____ Exercise data
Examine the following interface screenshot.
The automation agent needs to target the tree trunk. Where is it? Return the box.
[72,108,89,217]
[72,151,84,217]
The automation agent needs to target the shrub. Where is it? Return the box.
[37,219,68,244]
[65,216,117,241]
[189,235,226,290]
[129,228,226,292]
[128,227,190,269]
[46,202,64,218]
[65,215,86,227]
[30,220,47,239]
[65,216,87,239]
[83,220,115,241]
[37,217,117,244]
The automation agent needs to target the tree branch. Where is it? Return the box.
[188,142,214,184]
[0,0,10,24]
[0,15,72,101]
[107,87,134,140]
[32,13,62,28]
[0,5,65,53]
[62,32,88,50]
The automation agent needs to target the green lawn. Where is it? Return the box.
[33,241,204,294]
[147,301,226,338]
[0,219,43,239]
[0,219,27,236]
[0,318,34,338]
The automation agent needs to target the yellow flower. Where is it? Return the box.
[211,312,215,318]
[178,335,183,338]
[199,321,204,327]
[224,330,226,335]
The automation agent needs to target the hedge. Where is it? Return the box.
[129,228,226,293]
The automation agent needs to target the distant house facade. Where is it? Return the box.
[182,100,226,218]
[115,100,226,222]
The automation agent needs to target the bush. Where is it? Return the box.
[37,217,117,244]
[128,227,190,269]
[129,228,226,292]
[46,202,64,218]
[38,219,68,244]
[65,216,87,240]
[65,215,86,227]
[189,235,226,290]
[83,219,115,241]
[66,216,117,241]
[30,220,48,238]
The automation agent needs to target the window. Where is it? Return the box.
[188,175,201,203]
________
→ Task goal: Without skipping a line, print the listing once more exactly.

→ Answer space:
Examine the following interface screenshot.
The automation agent needs to target the tree trunk. Where is it? Return the box.
[72,108,89,217]
[72,151,84,217]
The automation agent needs to target the shrub. Where is it? Return the box.
[37,219,68,244]
[65,216,117,241]
[189,235,226,290]
[129,228,226,292]
[128,227,190,269]
[46,202,64,218]
[65,215,86,227]
[30,220,47,239]
[65,216,87,239]
[83,220,115,241]
[37,217,117,244]
The automation agent needs to target the tree branch. Where is it? Return the box.
[188,142,214,184]
[0,0,10,24]
[0,15,72,101]
[107,87,134,140]
[32,13,62,28]
[0,5,65,53]
[62,32,88,50]
The automation agent needs to target the green lawn. Where is it? Return the box.
[33,241,204,294]
[147,301,226,338]
[0,219,43,239]
[0,219,27,236]
[0,318,34,338]
The automation agent needs to target the yellow flower. Where is it? Return the box.
[211,312,215,318]
[178,335,183,338]
[199,321,204,327]
[224,330,226,335]
The automation agent needs to target the hedge. Where is it? Return the box.
[129,228,226,293]
The automation agent needs to target the distant house facade. Where is it? Return the box.
[182,100,226,218]
[115,100,226,222]
The automation agent needs to target the bush. Where is it? Return the box.
[37,217,117,244]
[128,227,190,269]
[129,228,226,292]
[46,202,64,218]
[38,219,68,244]
[65,216,87,240]
[65,215,86,227]
[189,235,226,290]
[83,219,115,241]
[66,216,117,241]
[30,220,48,238]
The automation agent needs to target the window. Where is it? Return the box.
[188,175,201,203]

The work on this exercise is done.